GIVEN ENTRIES section start

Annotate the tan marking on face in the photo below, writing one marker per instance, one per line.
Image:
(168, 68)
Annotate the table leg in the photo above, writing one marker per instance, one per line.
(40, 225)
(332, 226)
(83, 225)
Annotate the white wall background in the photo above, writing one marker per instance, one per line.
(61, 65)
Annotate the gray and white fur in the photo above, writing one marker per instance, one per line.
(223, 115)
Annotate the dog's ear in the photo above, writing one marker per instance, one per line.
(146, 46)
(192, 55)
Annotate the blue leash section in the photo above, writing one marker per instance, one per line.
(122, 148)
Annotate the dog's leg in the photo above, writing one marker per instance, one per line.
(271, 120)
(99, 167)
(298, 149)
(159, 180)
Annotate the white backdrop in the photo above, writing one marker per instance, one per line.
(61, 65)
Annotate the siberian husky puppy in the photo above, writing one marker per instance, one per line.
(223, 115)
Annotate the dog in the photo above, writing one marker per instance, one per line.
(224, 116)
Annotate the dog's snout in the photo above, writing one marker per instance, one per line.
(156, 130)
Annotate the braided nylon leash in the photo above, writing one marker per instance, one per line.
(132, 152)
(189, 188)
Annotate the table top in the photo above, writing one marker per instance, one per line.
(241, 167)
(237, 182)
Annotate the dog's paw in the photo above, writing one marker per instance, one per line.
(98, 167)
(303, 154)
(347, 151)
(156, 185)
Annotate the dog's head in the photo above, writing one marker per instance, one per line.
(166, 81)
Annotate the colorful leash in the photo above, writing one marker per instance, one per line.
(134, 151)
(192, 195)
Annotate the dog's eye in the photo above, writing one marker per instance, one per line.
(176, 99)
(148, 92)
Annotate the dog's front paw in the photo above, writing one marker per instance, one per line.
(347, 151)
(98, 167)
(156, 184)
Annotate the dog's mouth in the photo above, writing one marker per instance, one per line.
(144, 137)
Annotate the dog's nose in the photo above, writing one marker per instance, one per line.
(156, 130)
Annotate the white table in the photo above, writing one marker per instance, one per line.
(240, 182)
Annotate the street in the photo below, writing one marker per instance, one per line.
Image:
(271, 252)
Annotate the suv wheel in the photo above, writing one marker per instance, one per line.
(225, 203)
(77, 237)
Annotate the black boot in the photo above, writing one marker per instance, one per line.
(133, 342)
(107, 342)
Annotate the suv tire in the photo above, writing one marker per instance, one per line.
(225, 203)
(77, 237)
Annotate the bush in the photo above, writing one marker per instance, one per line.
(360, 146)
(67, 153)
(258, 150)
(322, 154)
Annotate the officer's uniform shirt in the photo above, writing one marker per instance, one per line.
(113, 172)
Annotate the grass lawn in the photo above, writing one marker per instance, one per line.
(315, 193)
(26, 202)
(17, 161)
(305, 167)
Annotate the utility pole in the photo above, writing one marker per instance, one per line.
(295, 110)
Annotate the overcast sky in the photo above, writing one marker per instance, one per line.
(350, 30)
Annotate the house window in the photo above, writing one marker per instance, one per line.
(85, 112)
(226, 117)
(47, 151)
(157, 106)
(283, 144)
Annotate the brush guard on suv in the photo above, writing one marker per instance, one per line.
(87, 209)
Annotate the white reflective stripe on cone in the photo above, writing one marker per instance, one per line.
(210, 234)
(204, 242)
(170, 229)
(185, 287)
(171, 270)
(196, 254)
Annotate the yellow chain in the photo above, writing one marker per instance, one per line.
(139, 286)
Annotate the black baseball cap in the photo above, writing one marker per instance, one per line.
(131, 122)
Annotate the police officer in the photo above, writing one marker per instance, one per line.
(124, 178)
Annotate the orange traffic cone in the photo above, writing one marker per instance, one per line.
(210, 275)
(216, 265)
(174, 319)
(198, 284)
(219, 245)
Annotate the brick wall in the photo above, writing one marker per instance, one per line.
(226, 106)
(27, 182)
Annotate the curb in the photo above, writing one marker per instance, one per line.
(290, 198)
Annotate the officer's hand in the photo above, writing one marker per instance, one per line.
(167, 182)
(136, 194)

GIVEN ENTRIES section end

▶ **INSTRUCTIONS FOR THE TASK**: What is the number of lines above that hold the string "below"? Answer with that number alone.

▶ **PROBLEM SOLUTION**: 2